# Bloco de texto
O lenço representava um item obrigatório durante o dia. Formava um sinal de educação assim como repartir os cabelos ao meio com brilhantina e nunca cansar de dizer “por favor”, “com licença” e “obrigado”.
Antes de sair, a mãe me lembrava de levar o lenço mais do que o casaco. O objeto dividia a gaveta com as cuecas e as meias. Sem ele, ficaria nu socialmente.
Dobrei muita gripe em seus quadrados, livrei-me de vários constrangimentos em seus vincos.
Lenço não se emprestava a irmão ou ao colega. Poderia ser oferecido num ato de gentileza e socorro, mas nunca emprestado. Havia nele uma exclusividade de escova de dente. Participava do enxoval de amadurecimento, ao lado da toalha de banho e de rosto. Para não ser extraviado, trazia as iniciais do dono.
O simpático adereço com rendas nas bordas atravessava todas as idades. Atendia, ao mesmo tempo, à higiene das crianças e à aparência dos adultos. Dos fundilhos da calça subia o andar da roupa e se instalava no bolso do paletó como sinônimo de elegância.
Um autêntico cavalheiro não andaria na rua sem o buquê de linho na lapela. Ajudava a secar o suor do rosto, e consistia numa potente arma de sedução: sacado na hora H para conter as lágrimas das mulheres e evitar o borrão da pintura. Bastava ceder o lenço, que a dama suspirava. Em contrapartida, a mulher conservava um lenço de reserva na bolsa para limpar o sangramento masculino da boca, quando o sujeito se engalfinhava com concorrentes por amor a uma musa.

# Objetivo
Segundo o texto sobre o lenço, o que o objeto trazia para não ser extraviado? A listagem é um material à parte, independente do texto sobre o lenço.

# Extrato de dados

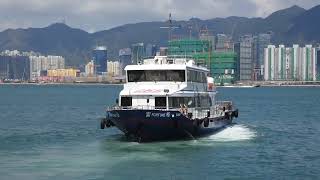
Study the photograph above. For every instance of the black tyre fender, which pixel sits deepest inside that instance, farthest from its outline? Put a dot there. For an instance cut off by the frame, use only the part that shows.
(102, 124)
(236, 113)
(206, 122)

# Solução do exercício
As iniciais do dono.